**Brano:**

Le quantità erano comunque eccezionali, seppur giudicate dalla mia inesperienza, si trattava di centinaia di balle piene dei preziosi stami del croco e appunto crocus veniva chiamato nei documenti.
Lo ritrovai, lo zafferano, nel traffici dei veneziani con l'Abruzzo dove sostenevano la produzione con acquisti precoci, e dove pare che, almeno all'inizio, lo pagassero con perline di vetro colorate. Immagino che si tratti della solita bufala, ma certo non lo pagavano quanto se lo sarebbero poi fatto pagare dai tedeschi. Era una spezia molto richiesta ed è ricordato nelle pratiche di marcatura medievali con le opportune avvertenze contro le sofisticazioni e le contraffazioni, pratiche in uso nel medioevo e, pare, mai cadute in disuso visto che oggi si trova la curcuma in circolazione col nome di zafferano, visto che gli arabi lo chiamano zafran. La curcuma è anch'essa una spezia, ma è soprattutto una materia tintoria che dà un colore vicinissimo a quello dello zafferano, ma solo il colore, l'aroma è diverso e anche il prezzo, basso per la curcuma e altissimo per lo zafferano.

**Compiti da svolgere:**
A) Modifica la parte delle voci che si apre con la riga contenente "Every instance of the paving" e si chiude con quella contenente "181 558 L 189": riportala sostituendo "paving stone" con "cobblestone" e lasciando invariato tutto il resto.
B) Prosegui il brano sullo zafferano, riprendendo subito dopo la sua ultima frase.
Il brano e le voci non hanno alcun legame tra loro.

**Voci riportate:**
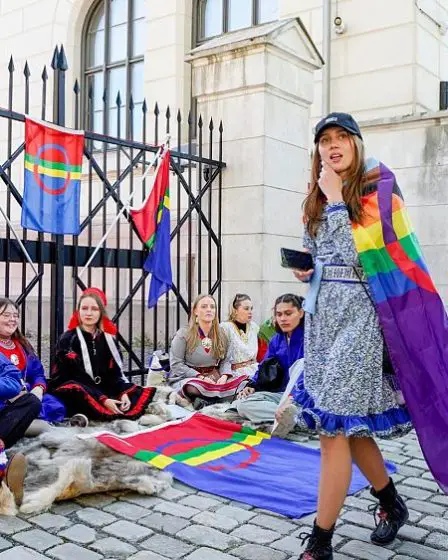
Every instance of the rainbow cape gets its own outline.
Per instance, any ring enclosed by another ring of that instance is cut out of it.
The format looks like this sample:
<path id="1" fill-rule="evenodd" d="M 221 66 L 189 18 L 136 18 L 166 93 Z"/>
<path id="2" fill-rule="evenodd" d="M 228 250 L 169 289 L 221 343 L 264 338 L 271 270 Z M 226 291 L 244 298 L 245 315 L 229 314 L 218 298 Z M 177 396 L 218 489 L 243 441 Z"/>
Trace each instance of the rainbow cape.
<path id="1" fill-rule="evenodd" d="M 448 318 L 394 174 L 371 162 L 353 237 L 423 454 L 448 493 Z"/>
<path id="2" fill-rule="evenodd" d="M 159 297 L 173 285 L 171 272 L 170 221 L 170 152 L 163 155 L 154 186 L 140 208 L 129 214 L 140 239 L 148 249 L 143 268 L 151 273 L 148 307 L 154 307 Z"/>
<path id="3" fill-rule="evenodd" d="M 316 511 L 320 452 L 233 422 L 195 413 L 133 435 L 95 436 L 101 443 L 184 484 L 287 515 Z M 389 472 L 394 467 L 388 465 Z M 357 467 L 349 493 L 368 486 Z"/>

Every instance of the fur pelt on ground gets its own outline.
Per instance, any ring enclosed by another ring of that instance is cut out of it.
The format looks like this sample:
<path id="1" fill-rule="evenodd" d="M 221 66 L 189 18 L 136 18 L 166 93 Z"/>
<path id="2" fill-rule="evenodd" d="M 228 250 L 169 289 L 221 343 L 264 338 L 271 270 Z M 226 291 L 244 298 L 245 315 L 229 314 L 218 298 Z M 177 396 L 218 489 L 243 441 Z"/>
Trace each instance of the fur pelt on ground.
<path id="1" fill-rule="evenodd" d="M 158 494 L 171 485 L 171 475 L 117 453 L 95 438 L 80 439 L 77 434 L 102 430 L 117 434 L 133 433 L 171 420 L 167 404 L 187 406 L 177 392 L 158 387 L 146 414 L 138 421 L 115 420 L 91 423 L 88 428 L 52 427 L 35 438 L 23 438 L 8 454 L 21 451 L 28 458 L 22 513 L 48 509 L 55 501 L 70 500 L 82 494 L 113 490 L 134 490 Z M 0 514 L 15 515 L 14 498 L 2 483 Z"/>

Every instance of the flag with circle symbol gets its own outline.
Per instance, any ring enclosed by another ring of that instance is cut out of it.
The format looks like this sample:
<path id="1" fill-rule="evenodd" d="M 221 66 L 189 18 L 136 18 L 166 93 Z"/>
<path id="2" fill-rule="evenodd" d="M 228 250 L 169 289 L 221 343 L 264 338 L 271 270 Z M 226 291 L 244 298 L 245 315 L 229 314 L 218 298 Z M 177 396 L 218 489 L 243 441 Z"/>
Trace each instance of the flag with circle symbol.
<path id="1" fill-rule="evenodd" d="M 83 149 L 83 131 L 26 117 L 23 228 L 79 234 Z"/>

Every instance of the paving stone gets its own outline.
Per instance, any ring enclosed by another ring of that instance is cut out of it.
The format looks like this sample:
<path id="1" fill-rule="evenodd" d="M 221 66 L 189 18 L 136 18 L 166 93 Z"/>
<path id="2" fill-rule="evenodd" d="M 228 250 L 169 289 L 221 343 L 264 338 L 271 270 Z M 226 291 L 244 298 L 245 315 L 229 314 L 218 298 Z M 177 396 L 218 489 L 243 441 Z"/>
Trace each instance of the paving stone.
<path id="1" fill-rule="evenodd" d="M 280 537 L 280 533 L 265 529 L 264 527 L 258 527 L 257 525 L 247 524 L 232 531 L 230 536 L 257 544 L 268 544 L 277 540 Z"/>
<path id="2" fill-rule="evenodd" d="M 282 552 L 289 552 L 290 554 L 298 554 L 304 548 L 302 541 L 296 539 L 295 537 L 283 537 L 282 539 L 271 543 L 270 546 L 281 550 Z"/>
<path id="3" fill-rule="evenodd" d="M 22 543 L 30 548 L 34 548 L 39 552 L 47 550 L 52 546 L 62 544 L 64 541 L 50 533 L 41 531 L 40 529 L 32 529 L 31 531 L 24 531 L 23 533 L 17 533 L 12 537 L 15 541 Z M 10 545 L 9 545 L 10 546 Z"/>
<path id="4" fill-rule="evenodd" d="M 94 527 L 103 527 L 103 525 L 109 525 L 117 520 L 110 513 L 95 508 L 81 509 L 76 512 L 76 517 L 87 523 L 87 525 L 93 525 Z"/>
<path id="5" fill-rule="evenodd" d="M 206 525 L 207 527 L 213 527 L 224 533 L 229 533 L 239 525 L 238 521 L 235 519 L 211 511 L 201 511 L 201 513 L 195 515 L 191 521 L 199 523 L 200 525 Z"/>
<path id="6" fill-rule="evenodd" d="M 81 548 L 77 544 L 61 544 L 47 551 L 52 558 L 57 560 L 101 560 L 101 556 L 96 552 Z M 0 556 L 0 560 L 3 560 Z"/>
<path id="7" fill-rule="evenodd" d="M 42 513 L 36 517 L 31 517 L 30 521 L 39 525 L 42 529 L 62 529 L 72 524 L 67 517 L 54 515 L 53 513 Z"/>
<path id="8" fill-rule="evenodd" d="M 437 482 L 426 480 L 421 477 L 414 478 L 412 476 L 406 478 L 403 484 L 406 484 L 406 486 L 414 486 L 415 488 L 423 488 L 424 490 L 430 490 L 431 492 L 437 492 L 437 490 L 439 490 L 440 488 Z"/>
<path id="9" fill-rule="evenodd" d="M 181 558 L 189 552 L 192 552 L 194 548 L 187 543 L 165 535 L 154 535 L 140 543 L 140 546 L 152 552 L 156 552 L 157 554 L 163 554 L 170 560 L 177 560 L 177 558 Z"/>
<path id="10" fill-rule="evenodd" d="M 142 496 L 141 494 L 125 494 L 120 497 L 123 502 L 130 502 L 145 509 L 152 509 L 155 505 L 160 504 L 163 500 L 157 496 Z"/>
<path id="11" fill-rule="evenodd" d="M 179 531 L 176 536 L 196 546 L 208 546 L 218 550 L 227 550 L 232 546 L 241 544 L 240 539 L 203 525 L 190 525 Z"/>
<path id="12" fill-rule="evenodd" d="M 74 541 L 79 544 L 88 544 L 96 539 L 95 529 L 91 529 L 90 527 L 87 527 L 87 525 L 82 525 L 81 523 L 73 525 L 58 534 L 64 539 L 68 539 L 69 541 Z"/>
<path id="13" fill-rule="evenodd" d="M 89 494 L 88 496 L 81 496 L 76 501 L 86 507 L 102 508 L 115 502 L 115 498 L 107 494 Z"/>
<path id="14" fill-rule="evenodd" d="M 432 502 L 422 502 L 421 500 L 408 500 L 406 502 L 408 508 L 415 511 L 420 511 L 428 515 L 443 515 L 445 513 L 445 508 L 438 504 L 433 504 Z"/>
<path id="15" fill-rule="evenodd" d="M 422 490 L 421 488 L 414 488 L 413 486 L 406 486 L 404 484 L 400 484 L 397 490 L 401 496 L 412 498 L 413 500 L 427 500 L 433 494 L 433 492 L 428 492 L 428 490 Z"/>
<path id="16" fill-rule="evenodd" d="M 246 511 L 245 509 L 240 509 L 235 506 L 222 506 L 215 511 L 217 515 L 225 515 L 226 517 L 230 517 L 231 519 L 235 519 L 239 523 L 245 523 L 255 517 L 255 513 L 251 511 Z"/>
<path id="17" fill-rule="evenodd" d="M 420 521 L 419 525 L 421 525 L 422 527 L 427 527 L 428 529 L 431 529 L 433 531 L 439 530 L 443 533 L 448 533 L 448 519 L 440 519 L 440 517 L 428 515 Z"/>
<path id="18" fill-rule="evenodd" d="M 112 525 L 103 527 L 103 531 L 126 541 L 138 541 L 149 537 L 153 533 L 151 529 L 137 525 L 137 523 L 131 523 L 130 521 L 117 521 L 112 523 Z"/>
<path id="19" fill-rule="evenodd" d="M 238 558 L 213 548 L 198 548 L 186 556 L 185 560 L 238 560 Z"/>
<path id="20" fill-rule="evenodd" d="M 155 552 L 151 552 L 150 550 L 142 550 L 141 552 L 137 552 L 134 556 L 130 556 L 128 560 L 168 560 L 166 556 L 160 556 L 160 554 L 156 554 Z"/>
<path id="21" fill-rule="evenodd" d="M 18 517 L 0 515 L 0 535 L 12 535 L 30 527 L 29 523 Z"/>
<path id="22" fill-rule="evenodd" d="M 171 515 L 183 517 L 185 519 L 191 519 L 194 515 L 200 513 L 200 511 L 196 508 L 181 506 L 172 502 L 161 502 L 154 507 L 154 511 L 160 511 L 161 513 L 170 513 Z"/>
<path id="23" fill-rule="evenodd" d="M 54 504 L 51 507 L 51 513 L 56 515 L 70 515 L 74 511 L 81 509 L 81 506 L 76 502 L 61 502 L 60 504 Z"/>
<path id="24" fill-rule="evenodd" d="M 0 560 L 46 560 L 47 558 L 47 556 L 42 556 L 35 550 L 24 546 L 15 546 L 0 553 Z"/>
<path id="25" fill-rule="evenodd" d="M 350 541 L 339 549 L 340 553 L 351 554 L 363 560 L 388 560 L 394 556 L 393 550 L 388 550 L 363 541 Z"/>
<path id="26" fill-rule="evenodd" d="M 114 537 L 106 537 L 95 541 L 90 547 L 102 554 L 113 554 L 115 558 L 129 558 L 130 554 L 137 552 L 135 546 Z"/>
<path id="27" fill-rule="evenodd" d="M 185 496 L 188 496 L 188 494 L 186 494 L 183 490 L 178 490 L 177 488 L 167 488 L 161 494 L 159 494 L 159 497 L 163 500 L 173 501 L 185 498 Z"/>
<path id="28" fill-rule="evenodd" d="M 446 551 L 417 543 L 403 542 L 396 552 L 405 558 L 416 558 L 417 560 L 446 560 Z"/>
<path id="29" fill-rule="evenodd" d="M 437 549 L 448 550 L 448 538 L 443 533 L 431 533 L 426 539 L 425 545 L 432 546 Z"/>
<path id="30" fill-rule="evenodd" d="M 232 554 L 242 560 L 285 560 L 286 558 L 284 552 L 256 544 L 243 544 L 232 549 Z"/>
<path id="31" fill-rule="evenodd" d="M 115 502 L 110 506 L 103 508 L 103 511 L 107 513 L 112 513 L 113 515 L 118 515 L 119 517 L 124 517 L 125 519 L 141 519 L 144 515 L 148 515 L 148 510 L 137 506 L 135 504 L 130 504 L 128 502 Z"/>
<path id="32" fill-rule="evenodd" d="M 221 507 L 222 503 L 213 498 L 206 498 L 204 496 L 191 495 L 183 498 L 179 504 L 183 506 L 190 506 L 200 510 L 207 510 L 211 508 Z"/>
<path id="33" fill-rule="evenodd" d="M 186 519 L 175 517 L 174 515 L 162 515 L 161 513 L 151 513 L 143 519 L 140 519 L 139 523 L 145 527 L 149 527 L 155 531 L 162 531 L 169 535 L 175 535 L 189 525 L 189 521 Z"/>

**Risposte ai compiti:**
A)
Every instance of the cobblestone gets its own outline.
Per instance, any ring enclosed by another ring of that instance is cut out of it.
The format looks like this sample:
<path id="1" fill-rule="evenodd" d="M 221 66 L 189 18 L 136 18 L 166 93 Z"/>
<path id="2" fill-rule="evenodd" d="M 228 250 L 169 289 L 221 343 L 264 338 L 271 270 Z M 226 291 L 244 298 L 245 315 L 229 314 L 218 298 Z M 177 396 L 218 489 L 243 441 Z"/>
Trace each instance of the cobblestone.
<path id="1" fill-rule="evenodd" d="M 280 537 L 280 533 L 265 529 L 264 527 L 258 527 L 257 525 L 247 524 L 232 531 L 230 536 L 257 544 L 268 544 L 277 540 Z"/>
<path id="2" fill-rule="evenodd" d="M 282 552 L 289 552 L 290 554 L 298 554 L 304 548 L 302 541 L 296 539 L 295 537 L 283 537 L 282 539 L 271 543 L 270 546 L 281 550 Z"/>
<path id="3" fill-rule="evenodd" d="M 22 543 L 30 548 L 34 548 L 39 552 L 47 550 L 52 546 L 62 544 L 64 541 L 50 533 L 41 531 L 40 529 L 32 529 L 31 531 L 24 531 L 23 533 L 17 533 L 12 537 L 15 541 Z M 10 545 L 9 545 L 10 546 Z"/>
<path id="4" fill-rule="evenodd" d="M 94 527 L 103 527 L 103 525 L 109 525 L 117 520 L 110 513 L 95 508 L 81 509 L 76 512 L 76 517 L 87 523 L 87 525 L 93 525 Z"/>
<path id="5" fill-rule="evenodd" d="M 206 525 L 207 527 L 213 527 L 224 533 L 229 533 L 239 525 L 238 521 L 235 519 L 211 511 L 201 511 L 201 513 L 195 515 L 191 521 L 199 523 L 200 525 Z"/>
<path id="6" fill-rule="evenodd" d="M 81 548 L 77 544 L 61 544 L 47 551 L 52 558 L 57 560 L 101 560 L 101 556 L 96 552 Z M 0 556 L 0 560 L 3 560 Z"/>
<path id="7" fill-rule="evenodd" d="M 42 513 L 36 517 L 31 517 L 30 521 L 39 525 L 42 529 L 62 529 L 72 524 L 67 517 L 54 515 L 53 513 Z"/>
<path id="8" fill-rule="evenodd" d="M 437 482 L 426 480 L 421 477 L 414 478 L 412 476 L 406 478 L 403 484 L 406 484 L 406 486 L 414 486 L 415 488 L 423 488 L 424 490 L 430 490 L 431 492 L 437 492 L 437 490 L 439 490 L 440 488 Z"/>
<path id="9" fill-rule="evenodd" d="M 181 558 L 189 552 L 192 552 L 194 548 L 187 543 L 165 535 L 154 535 L 140 543 L 140 546 L 152 552 L 156 552 L 157 554 L 163 554 L 170 560 L 177 560 L 177 558 Z"/>

B)
In quanto spezia, nel suo commercio si impegnarono sia i genovesi sia i veneziani non tanto perché fossero più furbi degli altri, ma perché erano forniti dei capitali sufficienti per fare anticipazioni ai coltivatori e assicurarsi il raccolto.
In più erano dotati di una organizzazione mercantile che permetteva loro di mettersi in contatto con i compratori in tempi sorprendentemente brevi.
Lo zafferano si produceva, in quantità mercantili, nelle stesse località ove ancor oggi si produce: Abruzzo, Catalogna, Iran e dintorni. Altrove si produceva e forse si produce ancora, ma in quantità commercialmente non rilevanti.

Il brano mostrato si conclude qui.